Excerpt from a dataset:
▽
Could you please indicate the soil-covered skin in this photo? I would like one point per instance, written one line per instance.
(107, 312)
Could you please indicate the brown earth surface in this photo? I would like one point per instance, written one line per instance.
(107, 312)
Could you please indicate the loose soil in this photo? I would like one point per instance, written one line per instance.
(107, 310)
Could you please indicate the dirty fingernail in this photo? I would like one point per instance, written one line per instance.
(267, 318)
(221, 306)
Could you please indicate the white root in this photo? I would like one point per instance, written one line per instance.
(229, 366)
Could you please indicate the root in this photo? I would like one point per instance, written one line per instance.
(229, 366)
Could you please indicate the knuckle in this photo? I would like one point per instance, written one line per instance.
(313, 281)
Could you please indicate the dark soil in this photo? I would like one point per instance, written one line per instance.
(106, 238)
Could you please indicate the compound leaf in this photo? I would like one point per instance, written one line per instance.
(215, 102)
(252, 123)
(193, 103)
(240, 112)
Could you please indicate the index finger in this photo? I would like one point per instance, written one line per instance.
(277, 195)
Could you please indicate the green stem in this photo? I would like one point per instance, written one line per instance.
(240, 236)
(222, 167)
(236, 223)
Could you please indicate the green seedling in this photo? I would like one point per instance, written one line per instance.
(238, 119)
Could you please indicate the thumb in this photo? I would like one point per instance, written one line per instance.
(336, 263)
△
What is being asked |
Write out the material from the first line to the last, exactly.

Answer for this exercise |
Could you please indicate the soil-covered skin in this photo? I would like one point per instance, written one line per instance.
(107, 312)
Could you please indicate the brown earth surface in this photo? I would like one point per instance, written one line per instance.
(107, 312)
Could you please indicate the loose soil in this photo? I would like one point per instance, written one line per instance.
(107, 310)
Could you please indicate the dirty fingernail in this photo? I would like one point per instance, written one line per instance.
(267, 318)
(221, 306)
Could you please indicate the white root in this photo? I would like one point per instance, written one line per instance.
(229, 366)
Could you please indicate the root in this photo? I would like one point per instance, written one line per instance.
(229, 366)
Could you please indicate the knuckle in this photo? I would like one point per instance, written one line per instance.
(313, 281)
Could you please indicate the dark soil in this photo? I would like one point per instance, written one line per instance.
(106, 238)
Could you please indicate the compound leaf in this photo? I would like one point per instance, written one line per instance.
(215, 102)
(252, 123)
(193, 103)
(240, 112)
Could you please indicate the index finger in this photo? I would like one point per instance, written one line per instance.
(277, 195)
Could you please indicate the green stem in this photo? I would like one point per instance, written one line per instance.
(240, 236)
(222, 167)
(236, 223)
Could you please indicate the green seedling in this photo? I would like one point per instance, written one line per instance.
(238, 119)
Could you please indicate the thumb in this photo? I would like one point per instance, written one line per instance.
(336, 263)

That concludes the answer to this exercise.